- Data for processing
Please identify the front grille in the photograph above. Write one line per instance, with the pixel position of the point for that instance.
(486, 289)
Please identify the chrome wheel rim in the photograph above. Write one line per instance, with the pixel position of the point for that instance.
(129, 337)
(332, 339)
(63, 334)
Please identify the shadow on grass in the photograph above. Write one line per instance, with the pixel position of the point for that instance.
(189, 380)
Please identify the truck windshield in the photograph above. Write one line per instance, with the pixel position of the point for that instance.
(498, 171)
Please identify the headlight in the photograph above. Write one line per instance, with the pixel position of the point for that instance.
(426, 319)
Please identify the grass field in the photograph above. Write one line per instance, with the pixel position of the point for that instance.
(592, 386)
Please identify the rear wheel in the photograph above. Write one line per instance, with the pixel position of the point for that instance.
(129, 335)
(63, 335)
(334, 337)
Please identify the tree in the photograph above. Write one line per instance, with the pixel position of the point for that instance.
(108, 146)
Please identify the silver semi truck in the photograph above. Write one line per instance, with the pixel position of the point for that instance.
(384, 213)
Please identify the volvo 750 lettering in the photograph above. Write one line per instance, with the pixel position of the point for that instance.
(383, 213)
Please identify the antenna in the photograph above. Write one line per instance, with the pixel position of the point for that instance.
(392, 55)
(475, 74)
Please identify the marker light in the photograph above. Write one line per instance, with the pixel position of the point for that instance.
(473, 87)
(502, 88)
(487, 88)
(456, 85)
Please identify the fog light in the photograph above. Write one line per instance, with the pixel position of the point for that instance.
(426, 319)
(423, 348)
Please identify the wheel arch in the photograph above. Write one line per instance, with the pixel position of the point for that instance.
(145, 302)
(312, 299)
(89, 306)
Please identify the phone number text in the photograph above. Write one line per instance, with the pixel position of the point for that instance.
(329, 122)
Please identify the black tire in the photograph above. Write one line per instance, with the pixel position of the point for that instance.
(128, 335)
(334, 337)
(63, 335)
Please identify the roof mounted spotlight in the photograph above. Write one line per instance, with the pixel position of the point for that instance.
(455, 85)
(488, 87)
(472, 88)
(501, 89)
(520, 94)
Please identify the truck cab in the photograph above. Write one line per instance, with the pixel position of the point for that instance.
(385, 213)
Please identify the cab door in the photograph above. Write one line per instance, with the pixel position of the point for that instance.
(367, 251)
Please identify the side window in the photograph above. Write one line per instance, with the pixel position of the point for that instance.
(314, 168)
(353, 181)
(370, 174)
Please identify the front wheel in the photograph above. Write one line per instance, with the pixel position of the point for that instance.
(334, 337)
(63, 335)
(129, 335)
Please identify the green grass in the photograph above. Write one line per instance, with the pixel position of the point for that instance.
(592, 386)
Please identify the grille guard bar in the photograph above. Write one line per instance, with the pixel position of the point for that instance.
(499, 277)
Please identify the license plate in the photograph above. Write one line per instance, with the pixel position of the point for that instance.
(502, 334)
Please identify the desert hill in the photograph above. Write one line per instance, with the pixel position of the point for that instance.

--

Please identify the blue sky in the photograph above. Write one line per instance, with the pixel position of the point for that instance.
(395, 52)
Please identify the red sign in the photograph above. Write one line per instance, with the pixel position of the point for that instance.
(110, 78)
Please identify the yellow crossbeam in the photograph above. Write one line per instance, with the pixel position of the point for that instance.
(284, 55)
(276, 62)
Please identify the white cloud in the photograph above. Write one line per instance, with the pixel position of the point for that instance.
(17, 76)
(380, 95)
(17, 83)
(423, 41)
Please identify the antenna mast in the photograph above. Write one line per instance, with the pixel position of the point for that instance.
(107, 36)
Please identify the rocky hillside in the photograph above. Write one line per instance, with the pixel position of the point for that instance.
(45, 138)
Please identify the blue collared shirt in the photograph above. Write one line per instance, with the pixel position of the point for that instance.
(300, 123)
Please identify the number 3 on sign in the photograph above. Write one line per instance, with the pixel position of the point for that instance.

==

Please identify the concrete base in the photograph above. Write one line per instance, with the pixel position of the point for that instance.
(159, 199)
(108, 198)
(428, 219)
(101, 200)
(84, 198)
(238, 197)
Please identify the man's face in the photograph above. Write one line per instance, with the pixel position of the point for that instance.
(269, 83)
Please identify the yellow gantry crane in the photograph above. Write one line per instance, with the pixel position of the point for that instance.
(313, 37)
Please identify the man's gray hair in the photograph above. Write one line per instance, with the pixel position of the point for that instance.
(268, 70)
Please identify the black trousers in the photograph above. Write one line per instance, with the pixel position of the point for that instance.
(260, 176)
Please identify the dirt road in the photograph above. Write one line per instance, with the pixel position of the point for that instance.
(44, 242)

- What is needed
Find every line in the records that contains the word "yellow" and copy each one out, treating uppercase and lowercase as distinct.

- Worked solution
Please identify the yellow crossbeam in the photograph above. Write one line per instance, with the pixel position of the point for that instance.
Please identify the yellow gantry crane in the photograph above. Write one line per instance, with the pixel position of the point for that instance.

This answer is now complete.